### Work to be completed
Copying exactly, give the lines in the material below from the one with "column 380, row 239" to the one with "column 432, row 126", ends included, and nothing besides.

### Provided entries
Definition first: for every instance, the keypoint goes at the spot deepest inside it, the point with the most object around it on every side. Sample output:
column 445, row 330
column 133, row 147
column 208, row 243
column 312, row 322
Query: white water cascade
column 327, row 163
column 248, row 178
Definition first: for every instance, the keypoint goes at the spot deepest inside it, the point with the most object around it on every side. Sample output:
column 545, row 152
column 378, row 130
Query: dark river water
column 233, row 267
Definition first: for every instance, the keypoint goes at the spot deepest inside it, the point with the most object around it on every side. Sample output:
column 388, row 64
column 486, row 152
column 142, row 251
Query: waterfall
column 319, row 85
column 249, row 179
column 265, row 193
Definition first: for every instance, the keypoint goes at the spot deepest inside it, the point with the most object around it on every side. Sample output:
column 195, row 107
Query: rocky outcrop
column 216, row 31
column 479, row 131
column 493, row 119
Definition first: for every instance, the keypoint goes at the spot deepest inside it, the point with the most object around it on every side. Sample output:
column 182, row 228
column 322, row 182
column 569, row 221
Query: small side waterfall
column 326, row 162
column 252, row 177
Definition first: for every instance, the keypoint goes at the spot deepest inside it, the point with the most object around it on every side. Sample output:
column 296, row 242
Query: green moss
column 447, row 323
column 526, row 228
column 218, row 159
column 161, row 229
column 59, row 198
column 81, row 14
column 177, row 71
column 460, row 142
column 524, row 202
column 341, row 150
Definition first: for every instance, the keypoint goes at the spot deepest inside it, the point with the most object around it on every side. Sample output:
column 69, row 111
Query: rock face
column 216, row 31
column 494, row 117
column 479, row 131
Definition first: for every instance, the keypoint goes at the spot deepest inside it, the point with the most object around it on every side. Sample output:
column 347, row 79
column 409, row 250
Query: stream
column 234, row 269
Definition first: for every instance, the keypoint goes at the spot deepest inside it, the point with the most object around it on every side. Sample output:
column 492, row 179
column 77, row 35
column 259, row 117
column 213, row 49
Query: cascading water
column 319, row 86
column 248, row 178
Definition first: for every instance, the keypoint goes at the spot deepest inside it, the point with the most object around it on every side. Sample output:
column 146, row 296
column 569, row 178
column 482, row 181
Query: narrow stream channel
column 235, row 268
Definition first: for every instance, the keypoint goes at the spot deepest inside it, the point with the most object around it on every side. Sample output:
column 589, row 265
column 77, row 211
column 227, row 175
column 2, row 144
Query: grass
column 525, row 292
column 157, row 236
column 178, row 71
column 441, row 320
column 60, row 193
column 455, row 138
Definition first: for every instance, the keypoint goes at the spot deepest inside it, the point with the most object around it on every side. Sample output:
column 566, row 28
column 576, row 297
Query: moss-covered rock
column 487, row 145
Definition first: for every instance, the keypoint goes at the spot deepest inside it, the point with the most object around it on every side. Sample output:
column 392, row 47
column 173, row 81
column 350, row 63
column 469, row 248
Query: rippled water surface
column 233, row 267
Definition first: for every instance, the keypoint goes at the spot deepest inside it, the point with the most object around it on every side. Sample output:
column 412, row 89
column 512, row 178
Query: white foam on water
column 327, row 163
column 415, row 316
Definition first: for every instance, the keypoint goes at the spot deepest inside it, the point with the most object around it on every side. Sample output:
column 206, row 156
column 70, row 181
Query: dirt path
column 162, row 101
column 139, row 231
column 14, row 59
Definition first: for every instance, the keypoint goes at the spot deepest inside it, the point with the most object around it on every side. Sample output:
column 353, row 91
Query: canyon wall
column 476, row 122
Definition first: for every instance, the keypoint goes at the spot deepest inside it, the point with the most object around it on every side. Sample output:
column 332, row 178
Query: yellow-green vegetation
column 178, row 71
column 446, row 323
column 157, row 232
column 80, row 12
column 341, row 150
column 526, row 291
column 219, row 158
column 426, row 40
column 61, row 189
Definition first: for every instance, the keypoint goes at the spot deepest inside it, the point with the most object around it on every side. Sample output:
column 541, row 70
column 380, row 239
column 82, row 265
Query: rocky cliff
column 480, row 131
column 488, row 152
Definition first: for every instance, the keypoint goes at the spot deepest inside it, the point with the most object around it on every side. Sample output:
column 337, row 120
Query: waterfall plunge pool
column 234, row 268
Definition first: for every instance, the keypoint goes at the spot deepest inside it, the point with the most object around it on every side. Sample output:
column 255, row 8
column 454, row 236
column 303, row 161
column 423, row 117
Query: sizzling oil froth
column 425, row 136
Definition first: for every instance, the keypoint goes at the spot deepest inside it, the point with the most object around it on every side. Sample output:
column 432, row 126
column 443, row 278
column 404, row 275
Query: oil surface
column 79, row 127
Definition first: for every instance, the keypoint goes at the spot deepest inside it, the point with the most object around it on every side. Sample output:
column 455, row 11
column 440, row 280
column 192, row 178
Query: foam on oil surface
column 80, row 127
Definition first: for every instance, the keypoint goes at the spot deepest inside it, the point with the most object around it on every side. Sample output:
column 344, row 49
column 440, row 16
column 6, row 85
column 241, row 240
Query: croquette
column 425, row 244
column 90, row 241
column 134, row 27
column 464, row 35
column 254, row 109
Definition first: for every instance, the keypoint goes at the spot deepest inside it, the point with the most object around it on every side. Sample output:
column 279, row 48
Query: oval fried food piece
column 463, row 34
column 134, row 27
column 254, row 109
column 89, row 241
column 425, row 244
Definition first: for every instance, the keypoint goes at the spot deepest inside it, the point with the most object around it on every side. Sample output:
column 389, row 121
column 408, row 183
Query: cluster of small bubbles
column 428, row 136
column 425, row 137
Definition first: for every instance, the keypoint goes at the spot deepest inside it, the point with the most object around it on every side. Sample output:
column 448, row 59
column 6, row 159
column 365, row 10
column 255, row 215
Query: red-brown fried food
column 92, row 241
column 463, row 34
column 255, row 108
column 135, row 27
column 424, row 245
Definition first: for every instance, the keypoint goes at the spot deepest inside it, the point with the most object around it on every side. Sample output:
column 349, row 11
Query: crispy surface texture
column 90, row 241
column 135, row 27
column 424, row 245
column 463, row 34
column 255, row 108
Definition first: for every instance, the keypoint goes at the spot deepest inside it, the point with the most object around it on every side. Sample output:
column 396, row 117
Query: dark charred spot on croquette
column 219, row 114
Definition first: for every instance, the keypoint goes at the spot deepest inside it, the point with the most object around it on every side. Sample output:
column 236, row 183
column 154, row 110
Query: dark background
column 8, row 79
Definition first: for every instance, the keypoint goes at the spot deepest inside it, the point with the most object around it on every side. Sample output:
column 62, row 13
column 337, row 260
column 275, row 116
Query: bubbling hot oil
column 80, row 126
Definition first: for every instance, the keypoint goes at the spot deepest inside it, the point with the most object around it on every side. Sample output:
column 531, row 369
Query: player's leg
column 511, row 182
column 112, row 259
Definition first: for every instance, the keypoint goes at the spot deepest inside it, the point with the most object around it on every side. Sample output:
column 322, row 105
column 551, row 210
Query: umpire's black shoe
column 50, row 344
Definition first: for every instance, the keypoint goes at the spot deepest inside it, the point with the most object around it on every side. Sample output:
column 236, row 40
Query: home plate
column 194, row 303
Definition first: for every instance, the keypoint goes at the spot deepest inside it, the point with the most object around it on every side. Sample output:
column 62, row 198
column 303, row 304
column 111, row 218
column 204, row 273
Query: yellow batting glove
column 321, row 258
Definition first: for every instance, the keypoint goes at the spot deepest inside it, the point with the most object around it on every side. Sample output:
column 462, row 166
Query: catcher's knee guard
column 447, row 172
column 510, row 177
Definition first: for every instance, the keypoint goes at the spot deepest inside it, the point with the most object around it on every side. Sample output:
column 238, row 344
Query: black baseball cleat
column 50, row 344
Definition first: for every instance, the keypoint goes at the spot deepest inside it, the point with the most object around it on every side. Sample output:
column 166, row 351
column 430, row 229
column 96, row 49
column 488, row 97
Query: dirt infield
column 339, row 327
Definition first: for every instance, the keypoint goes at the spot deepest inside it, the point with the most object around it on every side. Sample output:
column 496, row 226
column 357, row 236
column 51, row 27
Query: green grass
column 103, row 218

### Solution to this problem
column 380, row 239
column 82, row 265
Query: rocky cliff
column 480, row 131
column 488, row 152
Definition first: for every instance, the keypoint goes at the spot deepest inside it, the point with the most object around it on every side. Sample output:
column 337, row 120
Query: waterfall plunge pool
column 234, row 268
Definition first: for every instance, the keypoint goes at the spot deepest inside it, the point with the most object around it on every side. Sample output:
column 255, row 8
column 454, row 236
column 303, row 161
column 423, row 117
Query: sizzling oil froth
column 425, row 136
Definition first: for every instance, the keypoint goes at the spot deepest inside it, the point with the most object around it on every side. Sample output:
column 432, row 126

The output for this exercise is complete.